### Tasks to perform
(A) From the FireWorks recovery post below, copy the passage from "Question 2: Is" up to and including "Firework([ScriptTask(script='echo Hello 1')])".
(B) Using the FireWorks recovery post below, state whether each statement agrees with it, answering yes or no and quoting the words that decide it. (i) Recovery works for any failed task when the Firework is a root node. (ii) When the Firework has parents, recovery still works if the first task fails. (iii) The rerun command shown uses the --task-level flag without --copy-data.

### Excerpt to read
--------------------------------

I would like to enable recovery rerun (via spec._recovery) which seems to me to be only possible with the --task-level flag. It works for any number of tasks and any task failed when the Firework is a root node. When the firework has parents (see example below), the recovery works only when the first task has been completed and fails if the first task fails. I have found that the error below is because the Rocket.run does not write a checkpoint to the launch in that specific case.
Question 1: Is this a necessary constraint or a bug?
Question 2: Is is possible to enable recovery upon rerun for one-task fireworks? Or for many-task fireworks with failed first task? Because the directory of the first task already contains useable data that can shorten the next run of that task.
In [1]: from fireworks.fw_config import LAUNCHPAD_LOC
...: from fireworks import LaunchPad
...: from fireworks import Firework, Workflow
...: from fireworks.user_objects.firetasks.script_task import ScriptTask, PyTask
...: fw_1 = Firework([ScriptTask(script='echo Hello 1')])
...: fw_2 = Firework([PyTask(func='time.sleep', args=[20]), ScriptTask(script='echo Hello 2')])
...: wf = Workflow([fw_1, fw_2], links_dict={fw_1: fw_2})
...: lpad = LaunchPad.from_file(LAUNCHPAD_LOC)
...: lpad.add_wf(wf)
Out[1]: {-2: 1, -1: 2}
$ rlaunch rapidfire
Hello 1
^CInterrupted by signal 2
Traceback (most recent call last):
File "/mnt/data/ubuntu/work/python-3.10.12/lib/python3.10/site-packages/fireworks/core/rocket.py", line 261, in run
m_action = t.run_task(my_spec)
File "/mnt/data/ubuntu/work/python-3.10.12/lib/python3.10/site-packages/fireworks/user_objects/firetasks/script_task.py", line 187, in run_task
output = func(*args, **kwargs)
File "/mnt/data/ubuntu/work/python-3.10.12/lib/python3.10/site-packages/fireworks/scripts/rlaunch_run.py", line 45, in handle_interrupt
sys.exit(1)
SystemExit: 1
$ lpad rerun_fws --task-level --copy-data -i 1
Traceback (most recent call last):
File "/mnt/data/ubuntu/work/python-3.10.12/bin/lpad", line 7, in <module>
sys.exit(lpad())
File "/mnt/data/ubuntu/work/python-3.10.12/lib/python3.10/site-packages/fireworks/scripts/lpad_run.py", line 1578, in lpad
args.func(args)
File "/mnt/data/ubuntu/work/python-3.10.12/lib/python3.10/site-packages/fireworks/scripts/lpad_run.py", line 640, in rerun_fws
lp.rerun_fw(int(fw_id), recover_launch=l_id, recover_mode=args.recover_mode)
File "/mnt/data/ubuntu/work/python-3.10.12/lib/python3.10/site-packages/fireworks/core/launchpad.py", line 1725, in rerun_fw
recovery = self.get_recovery(fw_id, recover_launch)
File "/mnt/data/ubuntu/work/python-3.10.12/lib/python3.10/site-packages/fireworks/core/launchpad.py", line 1769, in get_recovery
recovery.update(_prev_dir=launch.launch_dir, _launch_id=launch.launch_id)
AttributeError: 'NoneType' object has no attribute 'update'

--------------------------------

### Data block

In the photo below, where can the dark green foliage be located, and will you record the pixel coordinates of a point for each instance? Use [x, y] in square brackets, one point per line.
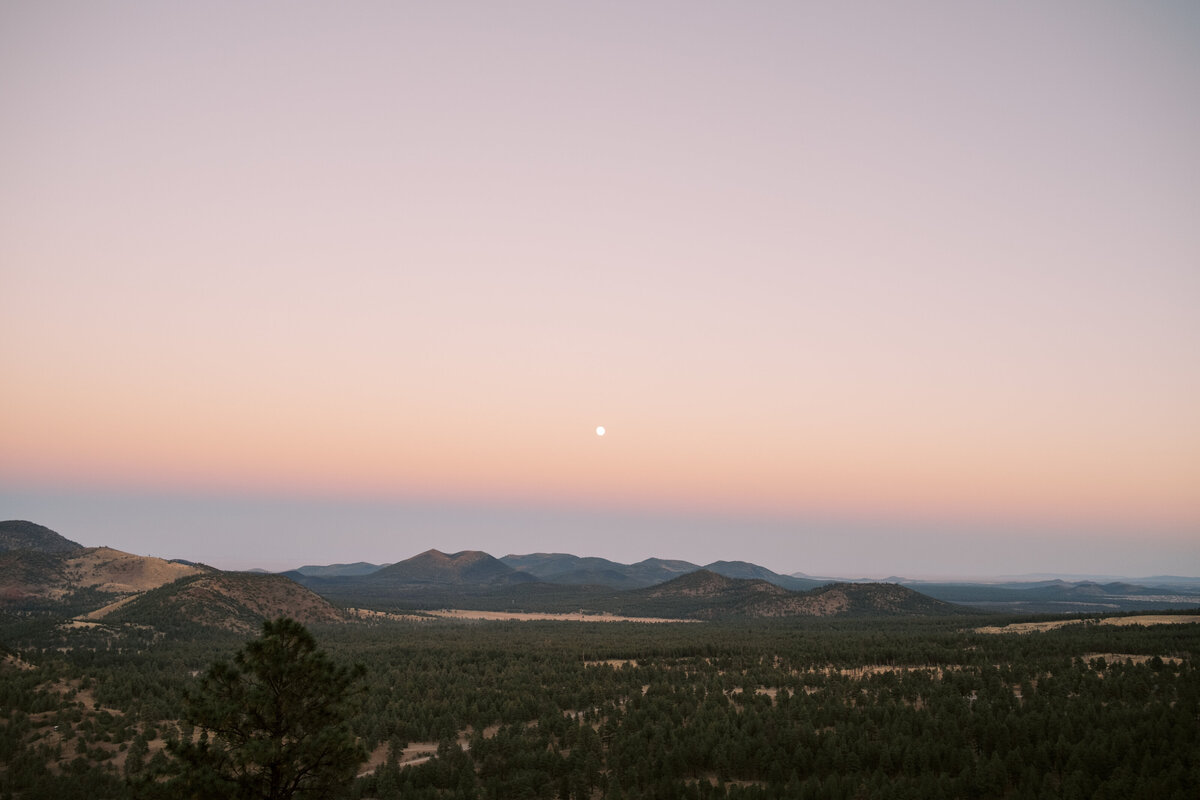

--------------------------------

### Answers provided
(A)
Question 2: Is is possible to enable recovery upon rerun for one-task fireworks? Or for many-task fireworks with failed first task? Because the directory of the first task already contains useable data that can shorten the next run of that task.
In [1]: from fireworks.fw_config import LAUNCHPAD_LOC
...: from fireworks import LaunchPad
...: from fireworks import Firework, Workflow
...: from fireworks.user_objects.firetasks.script_task import ScriptTask, PyTask
...: fw_1 = Firework([ScriptTask(script='echo Hello 1')])

(B)
(i) Yes: "It works for any number of tasks and any task failed when the Firework is a root node."
(ii) No: "the recovery works only when the first task has been completed and fails if the first task fails."
(iii) No: "$ lpad rerun_fws --task-level --copy-data -i 1"